Texte du document
Trop beau, de Emmanuelle Heidsieck
Diplômée de sciences politiques et ayant reçu de plus une formation juridique, Emmanuelle Heidsieck fut d'abord journaliste. En tant qu'écrivaine, elle mit dès le départ son écriture au service de ces questions politiques, économiques et surtout sociales qui la passionnent, tentant d'inventer au travers de ses nouvelles et de ses romans des formes fictionnelles lui permettant d'analyser avec humour des problématiques relevant plutôt de l'essai.
Dans la continuité de ses précédents romans, et notamment d'A l'aide ou le rapport W – réédité dans la foulée par les toutes jeunes éditions du Faubourg - , elle s'intéresse ainsi à l'évolution en cours de notre société, à la crise de notre modèle social face à la montée de l'individualisme.

Consigne 1
Indiquez si chacune des affirmations suivantes concorde avec le texte consacré à Emmanuelle Heidsieck, en répondant par oui ou par non et en citant les mots décisifs du texte : (a) Emmanuelle Heidsieck a commencé sa carrière comme journaliste ; (b) elle est diplômée de médecine ; (c) A l'aide ou le rapport W a été réédité par les éditions du Faubourg.
Consigne 2
D'après le texte consacré à Emmanuelle Heidsieck, quelle formation a-t-elle reçue en plus de ses études de sciences politiques ?
Consigne 3
Rédigez la suite du texte consacré à Emmanuelle Heidsieck, à partir de sa dernière phrase.

Extraits des données
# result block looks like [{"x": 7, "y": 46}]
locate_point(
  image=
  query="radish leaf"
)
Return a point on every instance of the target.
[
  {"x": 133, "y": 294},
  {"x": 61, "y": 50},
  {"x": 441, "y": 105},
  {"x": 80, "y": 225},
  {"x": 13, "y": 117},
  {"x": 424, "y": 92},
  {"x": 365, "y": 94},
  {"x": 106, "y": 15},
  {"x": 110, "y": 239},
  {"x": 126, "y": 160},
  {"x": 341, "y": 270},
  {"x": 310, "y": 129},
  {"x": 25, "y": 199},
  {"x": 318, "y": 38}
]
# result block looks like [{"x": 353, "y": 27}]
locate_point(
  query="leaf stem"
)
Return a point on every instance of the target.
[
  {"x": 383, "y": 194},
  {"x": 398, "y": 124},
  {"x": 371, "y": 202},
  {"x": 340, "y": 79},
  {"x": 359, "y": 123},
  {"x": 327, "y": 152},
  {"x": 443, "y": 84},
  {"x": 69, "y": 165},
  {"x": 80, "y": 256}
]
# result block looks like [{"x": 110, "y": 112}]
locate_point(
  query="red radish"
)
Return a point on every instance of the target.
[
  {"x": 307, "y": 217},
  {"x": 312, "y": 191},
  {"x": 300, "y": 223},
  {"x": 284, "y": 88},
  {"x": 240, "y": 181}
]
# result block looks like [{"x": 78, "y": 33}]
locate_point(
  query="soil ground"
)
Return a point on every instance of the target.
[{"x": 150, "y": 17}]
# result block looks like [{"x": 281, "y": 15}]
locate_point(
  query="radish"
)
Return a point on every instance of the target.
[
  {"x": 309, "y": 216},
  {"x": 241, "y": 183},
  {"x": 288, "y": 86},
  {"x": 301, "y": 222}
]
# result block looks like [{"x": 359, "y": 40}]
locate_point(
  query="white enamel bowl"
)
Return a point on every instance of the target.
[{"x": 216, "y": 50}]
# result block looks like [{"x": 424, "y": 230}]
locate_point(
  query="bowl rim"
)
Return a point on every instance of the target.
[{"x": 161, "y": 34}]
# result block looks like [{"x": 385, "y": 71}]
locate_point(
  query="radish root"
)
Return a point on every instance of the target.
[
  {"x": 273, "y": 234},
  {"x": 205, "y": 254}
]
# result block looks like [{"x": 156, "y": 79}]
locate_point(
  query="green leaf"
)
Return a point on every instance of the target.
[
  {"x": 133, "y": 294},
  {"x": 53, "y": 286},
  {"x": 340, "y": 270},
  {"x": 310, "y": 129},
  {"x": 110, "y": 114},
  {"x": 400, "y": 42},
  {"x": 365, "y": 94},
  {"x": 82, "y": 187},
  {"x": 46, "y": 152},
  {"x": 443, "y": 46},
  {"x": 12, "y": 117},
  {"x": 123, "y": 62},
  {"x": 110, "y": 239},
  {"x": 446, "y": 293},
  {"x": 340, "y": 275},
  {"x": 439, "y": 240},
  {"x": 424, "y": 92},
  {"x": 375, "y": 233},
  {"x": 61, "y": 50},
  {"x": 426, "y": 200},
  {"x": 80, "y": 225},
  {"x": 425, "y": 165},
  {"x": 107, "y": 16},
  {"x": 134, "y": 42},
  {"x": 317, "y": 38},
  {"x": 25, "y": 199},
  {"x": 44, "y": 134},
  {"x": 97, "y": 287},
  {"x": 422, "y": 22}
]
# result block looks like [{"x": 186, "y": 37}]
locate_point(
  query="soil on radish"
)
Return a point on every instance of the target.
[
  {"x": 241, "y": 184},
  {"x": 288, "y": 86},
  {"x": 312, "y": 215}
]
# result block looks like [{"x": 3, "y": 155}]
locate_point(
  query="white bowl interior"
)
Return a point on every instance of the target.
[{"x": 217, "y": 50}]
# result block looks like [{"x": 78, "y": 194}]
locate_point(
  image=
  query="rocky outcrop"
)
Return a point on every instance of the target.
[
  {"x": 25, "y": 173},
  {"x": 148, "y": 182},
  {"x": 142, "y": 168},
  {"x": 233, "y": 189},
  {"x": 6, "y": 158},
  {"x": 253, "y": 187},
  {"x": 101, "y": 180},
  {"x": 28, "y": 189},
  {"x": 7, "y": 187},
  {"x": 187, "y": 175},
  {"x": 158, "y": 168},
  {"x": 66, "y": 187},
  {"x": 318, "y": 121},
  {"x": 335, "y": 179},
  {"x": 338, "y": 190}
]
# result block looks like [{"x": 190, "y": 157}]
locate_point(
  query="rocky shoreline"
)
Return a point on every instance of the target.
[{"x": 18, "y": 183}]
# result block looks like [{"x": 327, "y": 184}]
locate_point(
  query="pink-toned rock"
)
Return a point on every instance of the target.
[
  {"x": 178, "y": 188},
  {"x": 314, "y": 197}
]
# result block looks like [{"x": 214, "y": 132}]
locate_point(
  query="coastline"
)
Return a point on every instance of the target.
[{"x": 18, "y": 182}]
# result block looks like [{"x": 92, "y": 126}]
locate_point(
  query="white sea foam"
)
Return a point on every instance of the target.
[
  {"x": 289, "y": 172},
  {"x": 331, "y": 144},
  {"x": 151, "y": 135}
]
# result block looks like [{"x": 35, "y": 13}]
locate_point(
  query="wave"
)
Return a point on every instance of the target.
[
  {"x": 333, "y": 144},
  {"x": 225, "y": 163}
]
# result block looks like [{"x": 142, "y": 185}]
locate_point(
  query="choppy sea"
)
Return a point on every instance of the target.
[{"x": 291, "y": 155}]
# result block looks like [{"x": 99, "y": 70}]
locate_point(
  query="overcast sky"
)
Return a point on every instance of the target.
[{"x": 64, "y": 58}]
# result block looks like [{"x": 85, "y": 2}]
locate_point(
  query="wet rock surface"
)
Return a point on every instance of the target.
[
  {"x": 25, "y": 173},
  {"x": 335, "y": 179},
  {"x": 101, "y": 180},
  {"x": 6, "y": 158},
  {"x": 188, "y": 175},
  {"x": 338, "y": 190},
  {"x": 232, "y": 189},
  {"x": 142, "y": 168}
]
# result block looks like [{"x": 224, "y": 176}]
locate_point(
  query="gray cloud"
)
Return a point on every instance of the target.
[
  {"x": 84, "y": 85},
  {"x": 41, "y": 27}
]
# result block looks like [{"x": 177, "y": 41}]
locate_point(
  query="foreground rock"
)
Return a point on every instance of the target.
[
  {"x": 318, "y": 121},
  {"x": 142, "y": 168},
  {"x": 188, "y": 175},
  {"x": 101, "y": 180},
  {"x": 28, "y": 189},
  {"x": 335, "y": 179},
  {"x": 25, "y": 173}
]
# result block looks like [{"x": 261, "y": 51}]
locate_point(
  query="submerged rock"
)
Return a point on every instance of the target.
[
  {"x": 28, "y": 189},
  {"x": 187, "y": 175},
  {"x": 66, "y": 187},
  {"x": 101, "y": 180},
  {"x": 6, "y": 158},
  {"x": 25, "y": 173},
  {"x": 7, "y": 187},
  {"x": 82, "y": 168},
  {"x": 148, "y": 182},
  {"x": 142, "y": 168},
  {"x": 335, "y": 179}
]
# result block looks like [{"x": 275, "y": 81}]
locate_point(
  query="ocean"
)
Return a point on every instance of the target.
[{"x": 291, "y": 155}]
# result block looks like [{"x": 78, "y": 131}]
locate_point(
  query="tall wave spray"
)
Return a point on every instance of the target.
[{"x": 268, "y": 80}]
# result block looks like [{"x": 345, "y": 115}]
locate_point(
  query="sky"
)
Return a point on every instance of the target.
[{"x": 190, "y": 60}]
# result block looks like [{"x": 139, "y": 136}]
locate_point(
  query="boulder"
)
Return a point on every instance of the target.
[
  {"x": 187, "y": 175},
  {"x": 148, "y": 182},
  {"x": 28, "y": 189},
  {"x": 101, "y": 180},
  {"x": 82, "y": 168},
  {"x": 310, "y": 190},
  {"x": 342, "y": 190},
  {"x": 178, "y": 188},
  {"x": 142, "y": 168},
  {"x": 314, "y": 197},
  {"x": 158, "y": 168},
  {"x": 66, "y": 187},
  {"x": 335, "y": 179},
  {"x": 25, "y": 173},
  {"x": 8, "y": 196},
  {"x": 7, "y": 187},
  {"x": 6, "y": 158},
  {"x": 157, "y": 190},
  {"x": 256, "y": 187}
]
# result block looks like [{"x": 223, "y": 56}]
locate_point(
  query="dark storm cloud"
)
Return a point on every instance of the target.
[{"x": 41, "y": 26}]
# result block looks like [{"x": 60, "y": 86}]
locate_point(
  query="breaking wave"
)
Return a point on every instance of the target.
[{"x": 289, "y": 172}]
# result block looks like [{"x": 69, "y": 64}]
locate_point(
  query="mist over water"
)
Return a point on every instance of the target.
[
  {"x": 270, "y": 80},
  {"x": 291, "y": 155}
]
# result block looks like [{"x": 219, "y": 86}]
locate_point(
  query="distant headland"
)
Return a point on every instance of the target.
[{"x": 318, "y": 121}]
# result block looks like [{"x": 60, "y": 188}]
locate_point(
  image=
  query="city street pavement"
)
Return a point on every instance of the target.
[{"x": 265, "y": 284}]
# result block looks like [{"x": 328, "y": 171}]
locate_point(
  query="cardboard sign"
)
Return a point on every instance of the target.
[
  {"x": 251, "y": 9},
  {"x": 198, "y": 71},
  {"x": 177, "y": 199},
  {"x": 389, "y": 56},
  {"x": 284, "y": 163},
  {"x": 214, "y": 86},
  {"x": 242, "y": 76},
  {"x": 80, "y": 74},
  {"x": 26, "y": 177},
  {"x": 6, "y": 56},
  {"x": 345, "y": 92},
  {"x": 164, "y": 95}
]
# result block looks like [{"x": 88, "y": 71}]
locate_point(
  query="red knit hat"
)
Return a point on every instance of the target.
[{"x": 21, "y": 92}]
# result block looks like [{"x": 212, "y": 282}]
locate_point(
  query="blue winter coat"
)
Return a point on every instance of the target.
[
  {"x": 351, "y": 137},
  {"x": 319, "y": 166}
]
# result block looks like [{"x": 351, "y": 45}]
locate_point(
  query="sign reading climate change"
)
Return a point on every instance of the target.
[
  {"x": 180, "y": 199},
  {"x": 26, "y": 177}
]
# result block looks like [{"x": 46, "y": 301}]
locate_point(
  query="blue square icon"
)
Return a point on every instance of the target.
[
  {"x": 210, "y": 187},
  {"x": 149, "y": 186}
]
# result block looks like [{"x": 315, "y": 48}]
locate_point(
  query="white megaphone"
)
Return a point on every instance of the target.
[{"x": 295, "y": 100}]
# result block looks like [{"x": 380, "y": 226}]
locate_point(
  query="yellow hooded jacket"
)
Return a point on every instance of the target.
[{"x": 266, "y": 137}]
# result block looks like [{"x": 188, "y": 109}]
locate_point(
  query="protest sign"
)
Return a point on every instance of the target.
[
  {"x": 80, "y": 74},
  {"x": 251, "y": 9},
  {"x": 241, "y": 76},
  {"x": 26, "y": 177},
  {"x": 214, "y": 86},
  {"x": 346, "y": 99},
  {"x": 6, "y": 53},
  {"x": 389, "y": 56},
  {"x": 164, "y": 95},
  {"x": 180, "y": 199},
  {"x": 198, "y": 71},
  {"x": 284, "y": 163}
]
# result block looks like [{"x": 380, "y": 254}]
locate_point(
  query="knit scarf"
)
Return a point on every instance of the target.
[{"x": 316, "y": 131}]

Réponse 1
(a) Oui : « fut d'abord journaliste ».
(b) Non : « Diplômée de sciences politiques ».
(c) Oui : « réédité dans la foulée par les toutes jeunes éditions du Faubourg ».

Réponse 2
Une formation juridique.

Réponse 3
Car «nous sommes à un tournant, c'est une nouvelle vision de la société qui est en train de voir le jour, inspirée du droit anglo-saxon», relayée dans les années 2000 par les directives européennes puis transposée progressivement dans notre législation. Si l'idée d'une même loi pour tous conduisant naturellement à cette égalité affirmée dans notre devise nationale, comme celle de l'intérêt général, ont façonné notre pays, c'est en effet «l'égalité réelle» que désormais on y revendique - un concept prévalant depuis longtemps aux Etats-Unis qui, dans un contexte racial particulier, ont développé à partir des années 1960 toute une législation anti-discrimination concernant notamment l'embauche et le licenciement. Et cette notion de discrimination s'étend à des sphères de plus en plus nombreuses, gagnant au-delà de la race, du sexe, du handicap, des opinions politiques ou des croyances religieuses, les préférences sexuelles, le lieu de résidence, l'âge ou l'apparence physique...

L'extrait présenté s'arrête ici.